→ **WRITTEN PROBLEM**: List each line in the material below that contains the word "concrete" and copy every such line in full.
Start GIVEN RECORDS
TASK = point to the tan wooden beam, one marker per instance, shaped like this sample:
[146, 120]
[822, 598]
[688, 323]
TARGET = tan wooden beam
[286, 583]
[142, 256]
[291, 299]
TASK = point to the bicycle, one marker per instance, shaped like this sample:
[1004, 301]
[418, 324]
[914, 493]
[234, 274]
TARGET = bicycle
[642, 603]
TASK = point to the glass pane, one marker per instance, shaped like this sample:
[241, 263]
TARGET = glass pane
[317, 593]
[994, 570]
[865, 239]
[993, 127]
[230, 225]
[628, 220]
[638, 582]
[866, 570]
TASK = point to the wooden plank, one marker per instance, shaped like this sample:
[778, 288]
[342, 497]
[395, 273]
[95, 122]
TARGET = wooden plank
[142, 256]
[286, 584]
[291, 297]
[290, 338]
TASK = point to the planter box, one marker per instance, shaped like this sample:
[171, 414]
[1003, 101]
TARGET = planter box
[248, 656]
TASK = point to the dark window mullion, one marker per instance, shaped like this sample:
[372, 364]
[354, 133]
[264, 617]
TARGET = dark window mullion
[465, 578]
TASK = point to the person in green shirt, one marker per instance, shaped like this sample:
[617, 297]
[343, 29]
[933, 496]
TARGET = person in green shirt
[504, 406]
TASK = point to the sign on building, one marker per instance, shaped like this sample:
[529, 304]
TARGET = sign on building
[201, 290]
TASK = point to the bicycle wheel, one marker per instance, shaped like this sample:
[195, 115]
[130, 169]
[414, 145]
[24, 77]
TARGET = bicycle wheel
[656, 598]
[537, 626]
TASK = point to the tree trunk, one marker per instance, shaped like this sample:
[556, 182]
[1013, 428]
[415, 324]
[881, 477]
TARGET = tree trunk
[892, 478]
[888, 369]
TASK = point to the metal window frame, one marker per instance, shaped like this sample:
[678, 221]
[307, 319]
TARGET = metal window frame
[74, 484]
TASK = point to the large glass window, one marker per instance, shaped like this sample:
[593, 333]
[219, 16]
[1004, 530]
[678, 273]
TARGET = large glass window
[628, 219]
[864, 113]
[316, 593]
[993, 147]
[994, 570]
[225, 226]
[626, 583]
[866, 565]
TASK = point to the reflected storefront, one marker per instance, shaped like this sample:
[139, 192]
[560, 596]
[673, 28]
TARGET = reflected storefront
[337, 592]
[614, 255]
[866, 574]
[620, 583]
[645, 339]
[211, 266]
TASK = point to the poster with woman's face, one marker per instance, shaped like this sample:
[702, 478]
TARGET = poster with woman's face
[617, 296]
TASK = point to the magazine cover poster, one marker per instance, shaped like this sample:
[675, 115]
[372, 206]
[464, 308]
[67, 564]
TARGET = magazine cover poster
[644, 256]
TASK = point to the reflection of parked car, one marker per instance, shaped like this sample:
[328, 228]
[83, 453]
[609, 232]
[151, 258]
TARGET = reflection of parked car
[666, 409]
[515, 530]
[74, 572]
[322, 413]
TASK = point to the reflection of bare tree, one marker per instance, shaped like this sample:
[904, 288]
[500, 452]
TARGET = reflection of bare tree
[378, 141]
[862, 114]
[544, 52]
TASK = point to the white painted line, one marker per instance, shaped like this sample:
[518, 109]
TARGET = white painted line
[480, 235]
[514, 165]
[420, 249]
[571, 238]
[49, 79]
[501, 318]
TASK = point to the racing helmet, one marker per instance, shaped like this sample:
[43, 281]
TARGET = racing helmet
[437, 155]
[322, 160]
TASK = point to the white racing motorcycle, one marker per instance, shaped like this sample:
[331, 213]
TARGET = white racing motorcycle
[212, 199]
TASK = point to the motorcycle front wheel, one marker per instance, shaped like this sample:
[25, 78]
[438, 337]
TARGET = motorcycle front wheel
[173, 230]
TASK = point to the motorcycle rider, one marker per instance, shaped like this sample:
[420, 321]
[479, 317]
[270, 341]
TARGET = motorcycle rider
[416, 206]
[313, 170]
End GIVEN RECORDS
Start GIVEN RECORDS
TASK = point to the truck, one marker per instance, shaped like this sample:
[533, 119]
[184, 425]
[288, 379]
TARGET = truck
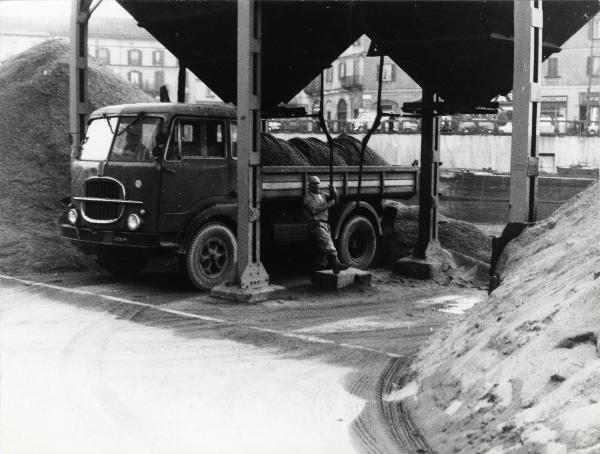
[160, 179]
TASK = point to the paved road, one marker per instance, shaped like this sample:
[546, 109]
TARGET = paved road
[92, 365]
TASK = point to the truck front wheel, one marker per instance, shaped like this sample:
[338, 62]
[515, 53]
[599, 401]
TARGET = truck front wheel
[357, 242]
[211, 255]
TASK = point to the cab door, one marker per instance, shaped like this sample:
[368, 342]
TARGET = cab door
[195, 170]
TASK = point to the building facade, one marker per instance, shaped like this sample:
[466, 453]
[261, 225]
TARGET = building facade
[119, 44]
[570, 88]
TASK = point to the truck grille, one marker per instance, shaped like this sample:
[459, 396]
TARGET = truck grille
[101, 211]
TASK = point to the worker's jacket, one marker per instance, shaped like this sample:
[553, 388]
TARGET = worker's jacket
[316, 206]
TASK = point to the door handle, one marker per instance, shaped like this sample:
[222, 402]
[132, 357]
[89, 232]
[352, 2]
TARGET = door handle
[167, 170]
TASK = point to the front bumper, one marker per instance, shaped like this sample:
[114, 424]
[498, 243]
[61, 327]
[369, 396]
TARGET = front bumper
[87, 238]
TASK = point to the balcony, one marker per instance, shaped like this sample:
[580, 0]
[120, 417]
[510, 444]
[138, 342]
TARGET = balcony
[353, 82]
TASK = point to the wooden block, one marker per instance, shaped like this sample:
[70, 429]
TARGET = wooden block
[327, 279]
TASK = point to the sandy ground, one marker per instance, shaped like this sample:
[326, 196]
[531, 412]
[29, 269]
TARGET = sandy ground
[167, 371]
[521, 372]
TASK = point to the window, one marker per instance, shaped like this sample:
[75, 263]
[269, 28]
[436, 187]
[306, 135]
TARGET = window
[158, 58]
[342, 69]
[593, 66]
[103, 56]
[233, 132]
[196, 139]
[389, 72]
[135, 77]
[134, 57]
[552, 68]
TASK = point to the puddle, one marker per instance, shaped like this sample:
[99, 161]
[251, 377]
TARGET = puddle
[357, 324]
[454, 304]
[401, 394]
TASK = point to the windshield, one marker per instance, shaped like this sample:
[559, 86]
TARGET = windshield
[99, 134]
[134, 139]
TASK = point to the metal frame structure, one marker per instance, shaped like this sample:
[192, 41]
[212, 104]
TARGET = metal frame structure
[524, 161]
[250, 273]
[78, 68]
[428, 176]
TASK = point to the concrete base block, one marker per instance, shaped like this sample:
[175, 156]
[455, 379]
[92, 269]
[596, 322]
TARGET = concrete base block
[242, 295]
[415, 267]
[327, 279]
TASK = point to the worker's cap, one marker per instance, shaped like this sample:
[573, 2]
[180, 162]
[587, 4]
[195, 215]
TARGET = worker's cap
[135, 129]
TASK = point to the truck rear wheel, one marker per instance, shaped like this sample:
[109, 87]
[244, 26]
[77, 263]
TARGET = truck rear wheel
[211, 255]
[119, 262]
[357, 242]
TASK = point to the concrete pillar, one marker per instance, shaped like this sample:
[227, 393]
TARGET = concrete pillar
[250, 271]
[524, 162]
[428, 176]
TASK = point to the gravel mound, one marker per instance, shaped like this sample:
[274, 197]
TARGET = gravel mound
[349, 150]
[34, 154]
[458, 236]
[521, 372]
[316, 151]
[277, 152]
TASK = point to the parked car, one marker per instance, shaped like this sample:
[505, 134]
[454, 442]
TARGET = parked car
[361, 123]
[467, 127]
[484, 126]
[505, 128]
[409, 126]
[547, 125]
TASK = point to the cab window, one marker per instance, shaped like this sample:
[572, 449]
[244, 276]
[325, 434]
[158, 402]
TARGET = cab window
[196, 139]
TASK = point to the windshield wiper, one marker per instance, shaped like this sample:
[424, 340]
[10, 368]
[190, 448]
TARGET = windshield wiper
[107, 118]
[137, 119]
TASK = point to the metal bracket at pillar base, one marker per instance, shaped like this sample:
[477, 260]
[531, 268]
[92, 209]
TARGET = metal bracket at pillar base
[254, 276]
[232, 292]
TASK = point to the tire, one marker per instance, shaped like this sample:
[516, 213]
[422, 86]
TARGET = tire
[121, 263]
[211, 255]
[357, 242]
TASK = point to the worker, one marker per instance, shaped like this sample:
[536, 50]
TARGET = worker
End GIVEN RECORDS
→ **OUTPUT OF THE TASK**:
TASK = point to the concrete base block, one marker per instance, shaped like this sample:
TARGET = concrete base block
TASK = point to the concrete pillar, one marker per instance, shaped like this sample:
TARGET = concrete pillar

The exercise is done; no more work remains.